# Action item A:
Rewrite the score page from "Does not clear" and going on through "move the composite.", with "adjunct professor" changed to "visiting professor".
# Action item B:
Please answer these questions from the score page:
(i) What character credit score does it show?
(ii) What composite figure out of 10 does it give?
(iii) In what year was the deployment to Iraq?

*** Opening Page text ***

DOCUMENT: CLS-REBUILD · CLASSIFICATION: PUBLIC METHODOLOGY: SYMMETRIC · STATUS: ACTIVE

← Roster

558
Unfit
CHARACTER CREDIT SCORE · 300–850
23/40
Weak
FOUR PILLARS

Composite 5.23 / 10, weighted per the Constitutional Weight Schedule.

Below the 700 bar, Author's Verdict: not supported.

Does not clear the support bar. The substantive service, the clean fiduciary record, and the J6 certification are genuine, but the documented position reversal (M09), the recurring volatile register (M05), and the Raffensperger boundary episode (M11) hold the conduct record below the line. Mixed, scored honestly on conduct, not policy.

★ Service to Country

U.S. Air Force Judge Advocate General's Corps, active duty 1982-1988; Air Force Reserve JAG 1988-2015, retiring as Colonel; deployed to Iraq in 2007 as a Reserve JAG officer; adjunct professor of military law at the University of South Carolina School of Law. Service to country is honored here as context, not as a score. The character demonstrated within it is weighed as conduct under the measures and Four Pillars where it belongs; the badge contextualizes the record and does not move the composite.

*** Closing Page text ***
*** Opening Source information ***

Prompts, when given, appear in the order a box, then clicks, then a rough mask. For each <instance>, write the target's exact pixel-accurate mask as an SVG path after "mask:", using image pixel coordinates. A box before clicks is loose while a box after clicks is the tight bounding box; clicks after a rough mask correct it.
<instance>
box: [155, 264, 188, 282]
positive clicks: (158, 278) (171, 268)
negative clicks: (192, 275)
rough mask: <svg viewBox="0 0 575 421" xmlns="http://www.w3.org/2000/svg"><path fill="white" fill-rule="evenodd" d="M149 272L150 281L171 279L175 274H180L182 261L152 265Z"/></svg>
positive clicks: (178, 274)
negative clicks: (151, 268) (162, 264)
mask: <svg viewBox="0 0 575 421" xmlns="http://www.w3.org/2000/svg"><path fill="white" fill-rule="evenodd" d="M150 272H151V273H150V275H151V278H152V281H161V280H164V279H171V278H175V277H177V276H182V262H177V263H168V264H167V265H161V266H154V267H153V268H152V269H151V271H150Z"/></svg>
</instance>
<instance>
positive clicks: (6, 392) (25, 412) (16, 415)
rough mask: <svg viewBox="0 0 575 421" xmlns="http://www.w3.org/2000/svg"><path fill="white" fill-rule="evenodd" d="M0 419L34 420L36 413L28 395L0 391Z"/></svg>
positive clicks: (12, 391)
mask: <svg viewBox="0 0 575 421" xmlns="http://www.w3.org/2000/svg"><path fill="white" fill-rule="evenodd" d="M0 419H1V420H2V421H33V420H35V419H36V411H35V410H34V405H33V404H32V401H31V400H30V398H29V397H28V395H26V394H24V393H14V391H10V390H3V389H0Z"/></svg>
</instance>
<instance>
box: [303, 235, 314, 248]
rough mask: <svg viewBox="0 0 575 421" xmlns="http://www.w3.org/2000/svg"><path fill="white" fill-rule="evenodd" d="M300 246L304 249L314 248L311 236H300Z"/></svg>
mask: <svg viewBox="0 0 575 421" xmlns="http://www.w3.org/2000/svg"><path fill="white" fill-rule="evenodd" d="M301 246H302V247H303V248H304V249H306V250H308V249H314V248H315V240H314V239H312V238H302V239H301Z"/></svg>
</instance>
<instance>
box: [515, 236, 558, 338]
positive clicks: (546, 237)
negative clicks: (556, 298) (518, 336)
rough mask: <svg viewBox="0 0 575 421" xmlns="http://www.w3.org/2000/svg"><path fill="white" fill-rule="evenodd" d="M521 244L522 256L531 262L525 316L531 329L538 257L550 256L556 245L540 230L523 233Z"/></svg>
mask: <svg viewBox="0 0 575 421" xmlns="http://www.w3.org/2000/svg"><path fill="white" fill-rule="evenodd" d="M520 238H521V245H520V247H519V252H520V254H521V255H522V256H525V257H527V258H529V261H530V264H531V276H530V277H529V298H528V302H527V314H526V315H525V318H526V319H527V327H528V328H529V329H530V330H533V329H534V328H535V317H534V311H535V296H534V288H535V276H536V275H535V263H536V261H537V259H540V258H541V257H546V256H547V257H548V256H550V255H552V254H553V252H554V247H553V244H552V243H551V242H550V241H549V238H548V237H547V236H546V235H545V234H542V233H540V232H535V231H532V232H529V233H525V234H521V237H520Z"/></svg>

*** Closing Source information ***

# Exercise answer A:
Does not clear the support bar. The substantive service, the clean fiduciary record, and the J6 certification are genuine, but the documented position reversal (M09), the recurring volatile register (M05), and the Raffensperger boundary episode (M11) hold the conduct record below the line. Mixed, scored honestly on conduct, not policy.

★ Service to Country

U.S. Air Force Judge Advocate General's Corps, active duty 1982-1988; Air Force Reserve JAG 1988-2015, retiring as Colonel; deployed to Iraq in 2007 as a Reserve JAG officer; visiting professor of military law at the University of South Carolina School of Law. Service to country is honored here as context, not as a score. The character demonstrated within it is weighed as conduct under the measures and Four Pillars where it belongs; the badge contextualizes the record and does not move the composite.

# Exercise answer B:
(i) 558
(ii) 5.23
(iii) 2007